• PASSAGE SHOWN:
═══
Wu:Humility is pervasive. The jun zi will have grace in death.
The Image
Legge: A mountain hidden within the earth -- the image of Temperance. The superior man, in accordance with this, diminishes his excesses to augment his insufficiencies, thus creating a just balance.
Wilhelm/Baynes: Within the earth, a mountain: the image of Modesty. Thus the superior man reduces that which is too much, and augments that which is too little. He weighs things and makes them equal.
Blofeld: This hexagram symbolizes a mountain in the centre of the earth. The Superior Man takes from where there is too much in order to augment what is too little. He weighs things and apportions them fairly. [The component trigrams symbolize a mountain surrounded by flat earth, thus suggesting too much in one place and too little in others.]
Liu: The mountain within the earth symbolizes modesty. The superior man reduces the excess and increases the lacking; he weighs and then equalizes all things.
Ritsema/Karcher: Earth center possessing mountain. Humbling. A chun tzu uses reducing the numerous to augment the few. A chun tzu uses evaluating beings to even spreading-out.
Cleary (1): There are mountains in the earth; modesty. Thus does the superior person decrease the abundant and add to the scarce, assessing things and dealing impartially.
Cleary (2): … Leaders assess people and give impartially, by taking from the abundant and adding to the scarce.
═══
• EXTRACTED INFORMATION:
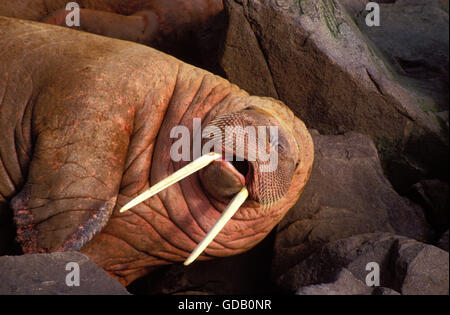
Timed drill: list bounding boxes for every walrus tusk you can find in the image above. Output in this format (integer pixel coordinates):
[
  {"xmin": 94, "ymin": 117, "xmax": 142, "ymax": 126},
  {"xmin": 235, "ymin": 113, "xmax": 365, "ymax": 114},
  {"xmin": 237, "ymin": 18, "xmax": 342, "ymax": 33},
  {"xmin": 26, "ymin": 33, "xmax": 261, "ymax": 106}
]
[
  {"xmin": 120, "ymin": 152, "xmax": 222, "ymax": 213},
  {"xmin": 184, "ymin": 187, "xmax": 248, "ymax": 266}
]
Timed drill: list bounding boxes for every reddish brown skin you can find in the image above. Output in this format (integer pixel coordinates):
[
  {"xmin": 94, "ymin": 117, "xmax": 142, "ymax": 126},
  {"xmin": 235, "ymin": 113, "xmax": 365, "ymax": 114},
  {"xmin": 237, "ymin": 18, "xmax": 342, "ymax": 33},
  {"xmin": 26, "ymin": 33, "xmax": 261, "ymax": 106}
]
[
  {"xmin": 0, "ymin": 17, "xmax": 313, "ymax": 285},
  {"xmin": 0, "ymin": 0, "xmax": 223, "ymax": 50}
]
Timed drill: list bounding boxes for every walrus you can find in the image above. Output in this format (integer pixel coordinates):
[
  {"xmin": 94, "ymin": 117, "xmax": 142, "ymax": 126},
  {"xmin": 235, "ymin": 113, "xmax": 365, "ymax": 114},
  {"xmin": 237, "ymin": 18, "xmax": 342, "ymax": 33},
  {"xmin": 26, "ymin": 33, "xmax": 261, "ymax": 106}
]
[
  {"xmin": 0, "ymin": 17, "xmax": 314, "ymax": 285},
  {"xmin": 0, "ymin": 0, "xmax": 223, "ymax": 64}
]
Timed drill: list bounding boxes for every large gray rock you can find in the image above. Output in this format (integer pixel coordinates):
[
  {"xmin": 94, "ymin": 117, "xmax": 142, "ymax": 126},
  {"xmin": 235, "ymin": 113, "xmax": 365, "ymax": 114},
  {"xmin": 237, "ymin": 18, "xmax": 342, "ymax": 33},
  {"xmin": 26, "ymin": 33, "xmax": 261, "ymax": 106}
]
[
  {"xmin": 277, "ymin": 233, "xmax": 449, "ymax": 295},
  {"xmin": 0, "ymin": 252, "xmax": 129, "ymax": 295},
  {"xmin": 273, "ymin": 131, "xmax": 433, "ymax": 275},
  {"xmin": 220, "ymin": 0, "xmax": 448, "ymax": 187},
  {"xmin": 340, "ymin": 0, "xmax": 449, "ymax": 109}
]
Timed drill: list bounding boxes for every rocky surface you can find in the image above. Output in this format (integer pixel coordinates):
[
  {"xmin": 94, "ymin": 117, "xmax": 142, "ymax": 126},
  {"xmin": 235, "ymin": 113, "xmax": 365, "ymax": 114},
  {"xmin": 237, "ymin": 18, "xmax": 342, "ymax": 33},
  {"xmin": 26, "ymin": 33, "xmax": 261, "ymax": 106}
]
[
  {"xmin": 220, "ymin": 0, "xmax": 448, "ymax": 193},
  {"xmin": 296, "ymin": 268, "xmax": 400, "ymax": 295},
  {"xmin": 0, "ymin": 252, "xmax": 129, "ymax": 295},
  {"xmin": 412, "ymin": 179, "xmax": 450, "ymax": 234},
  {"xmin": 277, "ymin": 233, "xmax": 449, "ymax": 295},
  {"xmin": 273, "ymin": 131, "xmax": 433, "ymax": 275},
  {"xmin": 437, "ymin": 230, "xmax": 448, "ymax": 252},
  {"xmin": 340, "ymin": 0, "xmax": 449, "ymax": 110}
]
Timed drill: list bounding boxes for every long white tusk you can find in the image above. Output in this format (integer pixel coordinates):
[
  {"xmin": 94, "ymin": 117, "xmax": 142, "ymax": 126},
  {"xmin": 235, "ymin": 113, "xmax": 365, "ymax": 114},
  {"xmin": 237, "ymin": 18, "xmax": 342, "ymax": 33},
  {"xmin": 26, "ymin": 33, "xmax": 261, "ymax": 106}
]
[
  {"xmin": 120, "ymin": 152, "xmax": 222, "ymax": 213},
  {"xmin": 184, "ymin": 187, "xmax": 248, "ymax": 266}
]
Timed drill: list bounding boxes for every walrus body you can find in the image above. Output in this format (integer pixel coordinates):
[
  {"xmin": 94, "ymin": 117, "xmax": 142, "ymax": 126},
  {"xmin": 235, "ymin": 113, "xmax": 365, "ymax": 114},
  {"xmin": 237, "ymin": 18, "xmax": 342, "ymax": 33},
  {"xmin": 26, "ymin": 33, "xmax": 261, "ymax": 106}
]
[
  {"xmin": 0, "ymin": 0, "xmax": 223, "ymax": 63},
  {"xmin": 0, "ymin": 17, "xmax": 313, "ymax": 285}
]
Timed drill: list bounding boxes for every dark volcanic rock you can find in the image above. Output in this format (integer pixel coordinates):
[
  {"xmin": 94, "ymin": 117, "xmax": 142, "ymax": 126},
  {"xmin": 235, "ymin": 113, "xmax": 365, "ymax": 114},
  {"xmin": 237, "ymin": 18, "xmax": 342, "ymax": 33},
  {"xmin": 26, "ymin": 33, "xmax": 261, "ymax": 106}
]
[
  {"xmin": 278, "ymin": 233, "xmax": 449, "ymax": 295},
  {"xmin": 296, "ymin": 268, "xmax": 400, "ymax": 295},
  {"xmin": 220, "ymin": 0, "xmax": 448, "ymax": 189},
  {"xmin": 296, "ymin": 268, "xmax": 372, "ymax": 295},
  {"xmin": 413, "ymin": 179, "xmax": 450, "ymax": 234},
  {"xmin": 437, "ymin": 230, "xmax": 448, "ymax": 252},
  {"xmin": 340, "ymin": 0, "xmax": 449, "ymax": 110},
  {"xmin": 273, "ymin": 131, "xmax": 433, "ymax": 275},
  {"xmin": 0, "ymin": 252, "xmax": 129, "ymax": 295}
]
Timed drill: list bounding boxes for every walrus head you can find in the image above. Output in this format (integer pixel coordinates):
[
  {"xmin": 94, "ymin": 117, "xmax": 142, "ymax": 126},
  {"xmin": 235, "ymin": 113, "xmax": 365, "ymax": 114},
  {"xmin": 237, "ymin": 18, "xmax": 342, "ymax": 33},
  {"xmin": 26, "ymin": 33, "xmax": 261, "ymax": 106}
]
[
  {"xmin": 104, "ymin": 90, "xmax": 313, "ymax": 280},
  {"xmin": 0, "ymin": 21, "xmax": 313, "ymax": 285}
]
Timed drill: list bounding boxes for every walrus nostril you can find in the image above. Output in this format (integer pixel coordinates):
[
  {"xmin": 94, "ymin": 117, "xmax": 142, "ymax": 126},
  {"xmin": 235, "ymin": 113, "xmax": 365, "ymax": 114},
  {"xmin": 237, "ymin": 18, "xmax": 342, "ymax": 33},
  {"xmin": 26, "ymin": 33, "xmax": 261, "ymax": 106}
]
[{"xmin": 231, "ymin": 160, "xmax": 250, "ymax": 178}]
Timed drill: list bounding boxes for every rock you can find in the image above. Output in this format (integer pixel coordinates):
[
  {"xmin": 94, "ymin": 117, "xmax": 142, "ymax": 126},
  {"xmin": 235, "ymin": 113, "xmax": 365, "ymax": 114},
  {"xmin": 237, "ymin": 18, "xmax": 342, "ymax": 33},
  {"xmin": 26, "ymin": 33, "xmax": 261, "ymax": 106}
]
[
  {"xmin": 220, "ymin": 0, "xmax": 448, "ymax": 188},
  {"xmin": 437, "ymin": 230, "xmax": 448, "ymax": 252},
  {"xmin": 0, "ymin": 252, "xmax": 129, "ymax": 295},
  {"xmin": 296, "ymin": 268, "xmax": 372, "ymax": 295},
  {"xmin": 340, "ymin": 0, "xmax": 449, "ymax": 110},
  {"xmin": 413, "ymin": 179, "xmax": 450, "ymax": 234},
  {"xmin": 277, "ymin": 233, "xmax": 449, "ymax": 295},
  {"xmin": 296, "ymin": 268, "xmax": 400, "ymax": 295},
  {"xmin": 372, "ymin": 287, "xmax": 401, "ymax": 295},
  {"xmin": 394, "ymin": 240, "xmax": 449, "ymax": 295},
  {"xmin": 273, "ymin": 131, "xmax": 433, "ymax": 276}
]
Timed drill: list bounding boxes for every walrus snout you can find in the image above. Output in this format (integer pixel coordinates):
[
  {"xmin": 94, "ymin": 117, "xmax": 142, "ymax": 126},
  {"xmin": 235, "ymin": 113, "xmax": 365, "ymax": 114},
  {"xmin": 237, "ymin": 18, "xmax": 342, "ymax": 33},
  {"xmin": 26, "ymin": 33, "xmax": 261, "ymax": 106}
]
[{"xmin": 200, "ymin": 107, "xmax": 298, "ymax": 210}]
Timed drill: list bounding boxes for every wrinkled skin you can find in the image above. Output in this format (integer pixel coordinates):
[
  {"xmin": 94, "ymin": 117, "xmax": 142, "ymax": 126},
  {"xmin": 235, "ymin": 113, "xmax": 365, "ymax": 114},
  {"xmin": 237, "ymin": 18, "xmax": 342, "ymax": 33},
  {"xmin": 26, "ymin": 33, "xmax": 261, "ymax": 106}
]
[
  {"xmin": 0, "ymin": 0, "xmax": 223, "ymax": 61},
  {"xmin": 0, "ymin": 17, "xmax": 313, "ymax": 285}
]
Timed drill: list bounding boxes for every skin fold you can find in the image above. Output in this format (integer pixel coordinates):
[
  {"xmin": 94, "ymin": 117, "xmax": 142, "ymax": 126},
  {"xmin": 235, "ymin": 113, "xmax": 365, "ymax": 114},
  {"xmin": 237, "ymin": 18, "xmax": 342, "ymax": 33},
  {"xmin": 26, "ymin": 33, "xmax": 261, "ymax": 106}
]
[
  {"xmin": 0, "ymin": 0, "xmax": 223, "ymax": 59},
  {"xmin": 0, "ymin": 17, "xmax": 313, "ymax": 285}
]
═══
• DIRECTIVE A: Can you return the stretch from "Ritsema/Karcher: Earth center" through "and dealing impartially." in the passage on the image of Modesty, word for word?
• DIRECTIVE B: How would you sum up the passage on the image of Modesty in two sentences?

• EXERCISE RESPONSE A:
Ritsema/Karcher: Earth center possessing mountain. Humbling. A chun tzu uses reducing the numerous to augment the few. A chun tzu uses evaluating beings to even spreading-out.
Cleary (1): There are mountains in the earth; modesty. Thus does the superior person decrease the abundant and add to the scarce, assessing things and dealing impartially.

• EXERCISE RESPONSE B: The passage gives several translations of one hexagram's image, a mountain within the earth, which the translators call Modesty, Temperance, or Humbling. In each version, the superior man or leader reduces what is too much to add to what is too little, and most say he weighs things and makes them equal or deals impartially.